DATASET RECORDS Block Start

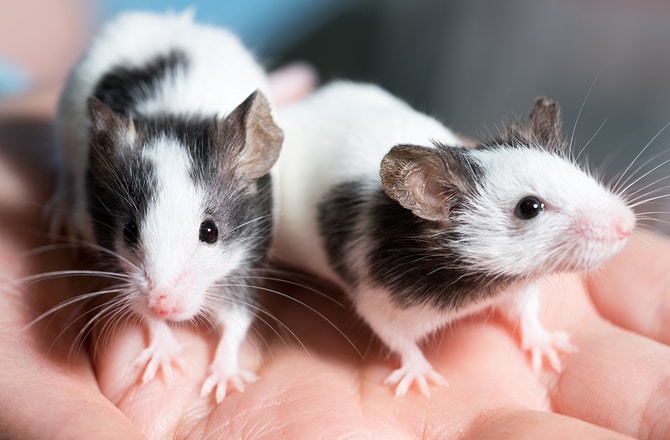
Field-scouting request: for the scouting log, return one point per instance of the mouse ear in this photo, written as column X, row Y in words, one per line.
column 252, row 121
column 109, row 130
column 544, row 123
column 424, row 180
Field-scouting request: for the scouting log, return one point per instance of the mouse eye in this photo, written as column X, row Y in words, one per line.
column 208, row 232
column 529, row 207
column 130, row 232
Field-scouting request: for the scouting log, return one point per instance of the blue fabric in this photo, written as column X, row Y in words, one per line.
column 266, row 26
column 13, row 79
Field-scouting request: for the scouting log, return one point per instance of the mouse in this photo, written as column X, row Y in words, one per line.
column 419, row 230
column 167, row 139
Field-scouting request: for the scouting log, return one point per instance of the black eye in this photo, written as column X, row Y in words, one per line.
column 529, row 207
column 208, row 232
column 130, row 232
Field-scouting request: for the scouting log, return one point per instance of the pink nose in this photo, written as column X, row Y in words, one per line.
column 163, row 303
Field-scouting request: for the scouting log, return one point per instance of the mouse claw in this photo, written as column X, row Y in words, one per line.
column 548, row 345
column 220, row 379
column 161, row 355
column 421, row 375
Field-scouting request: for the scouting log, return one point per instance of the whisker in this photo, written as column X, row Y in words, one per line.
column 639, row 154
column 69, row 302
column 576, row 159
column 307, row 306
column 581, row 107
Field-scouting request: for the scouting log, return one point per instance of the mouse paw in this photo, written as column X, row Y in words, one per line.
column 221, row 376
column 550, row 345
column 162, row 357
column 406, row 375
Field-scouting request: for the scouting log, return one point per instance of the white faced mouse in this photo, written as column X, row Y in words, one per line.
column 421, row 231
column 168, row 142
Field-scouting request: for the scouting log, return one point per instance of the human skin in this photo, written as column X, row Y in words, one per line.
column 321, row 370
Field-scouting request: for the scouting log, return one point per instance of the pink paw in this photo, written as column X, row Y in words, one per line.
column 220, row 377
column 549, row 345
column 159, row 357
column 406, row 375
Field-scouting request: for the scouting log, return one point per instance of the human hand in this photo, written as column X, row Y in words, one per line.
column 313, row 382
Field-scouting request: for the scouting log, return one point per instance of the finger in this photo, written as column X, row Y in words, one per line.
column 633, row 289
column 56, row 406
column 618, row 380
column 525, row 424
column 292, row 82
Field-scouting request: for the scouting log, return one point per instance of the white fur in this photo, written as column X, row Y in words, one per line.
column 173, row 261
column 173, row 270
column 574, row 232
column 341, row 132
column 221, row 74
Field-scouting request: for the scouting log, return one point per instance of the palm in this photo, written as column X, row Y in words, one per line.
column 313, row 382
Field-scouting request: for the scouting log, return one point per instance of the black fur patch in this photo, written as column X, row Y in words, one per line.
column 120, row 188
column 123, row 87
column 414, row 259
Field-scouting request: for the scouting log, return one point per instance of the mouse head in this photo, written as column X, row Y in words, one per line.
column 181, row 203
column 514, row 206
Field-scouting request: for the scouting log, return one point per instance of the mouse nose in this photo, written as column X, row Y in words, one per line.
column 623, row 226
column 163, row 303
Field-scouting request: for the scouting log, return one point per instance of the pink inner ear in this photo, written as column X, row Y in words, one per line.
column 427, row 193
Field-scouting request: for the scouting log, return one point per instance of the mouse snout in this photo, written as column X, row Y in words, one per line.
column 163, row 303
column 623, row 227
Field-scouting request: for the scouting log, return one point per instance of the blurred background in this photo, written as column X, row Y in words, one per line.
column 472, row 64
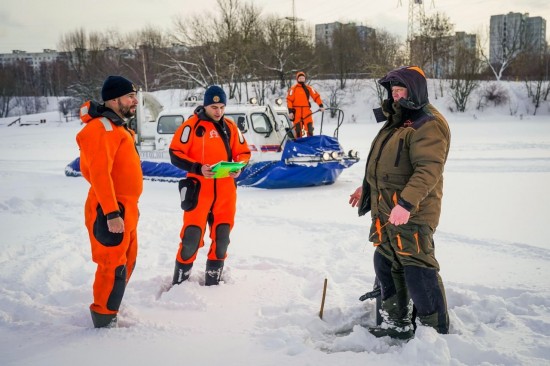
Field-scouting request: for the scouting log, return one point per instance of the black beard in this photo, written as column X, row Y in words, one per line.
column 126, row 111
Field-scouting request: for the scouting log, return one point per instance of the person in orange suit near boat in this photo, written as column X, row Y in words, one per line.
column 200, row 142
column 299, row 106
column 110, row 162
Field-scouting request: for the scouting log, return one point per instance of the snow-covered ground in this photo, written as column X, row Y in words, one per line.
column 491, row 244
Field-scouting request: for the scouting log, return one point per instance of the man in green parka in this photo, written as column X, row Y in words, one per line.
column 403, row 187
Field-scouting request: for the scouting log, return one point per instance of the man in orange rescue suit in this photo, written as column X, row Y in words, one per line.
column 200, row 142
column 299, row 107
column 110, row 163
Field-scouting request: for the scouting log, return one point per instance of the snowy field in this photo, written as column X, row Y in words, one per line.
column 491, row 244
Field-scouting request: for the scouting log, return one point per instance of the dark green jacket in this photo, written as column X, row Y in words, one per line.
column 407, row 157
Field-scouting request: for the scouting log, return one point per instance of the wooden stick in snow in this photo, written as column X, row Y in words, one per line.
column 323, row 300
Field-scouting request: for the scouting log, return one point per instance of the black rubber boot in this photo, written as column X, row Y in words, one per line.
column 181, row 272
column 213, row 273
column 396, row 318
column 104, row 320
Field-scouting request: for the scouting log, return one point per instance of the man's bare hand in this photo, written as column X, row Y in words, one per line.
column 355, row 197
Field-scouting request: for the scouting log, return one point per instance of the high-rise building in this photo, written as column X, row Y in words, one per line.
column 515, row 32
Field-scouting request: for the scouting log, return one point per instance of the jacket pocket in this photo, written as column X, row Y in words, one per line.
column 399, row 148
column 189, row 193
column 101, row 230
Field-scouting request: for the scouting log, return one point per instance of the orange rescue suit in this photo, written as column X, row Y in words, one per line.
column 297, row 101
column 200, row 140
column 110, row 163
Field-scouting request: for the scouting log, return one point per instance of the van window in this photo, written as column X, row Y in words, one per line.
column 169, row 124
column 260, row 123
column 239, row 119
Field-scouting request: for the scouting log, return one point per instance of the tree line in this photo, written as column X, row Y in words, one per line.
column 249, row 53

DATASET RECORDS Block End

_PROBLEM TO WORK ON_
Return only the lines running from the line with "of the tree" to the last line of the records, both included, exactly as written.

_RESULT OF THE TASK_
Field-scouting request: for the scouting log, return one point per instance of the tree line in this photo, written as column X, row Y in words, one per line.
column 249, row 53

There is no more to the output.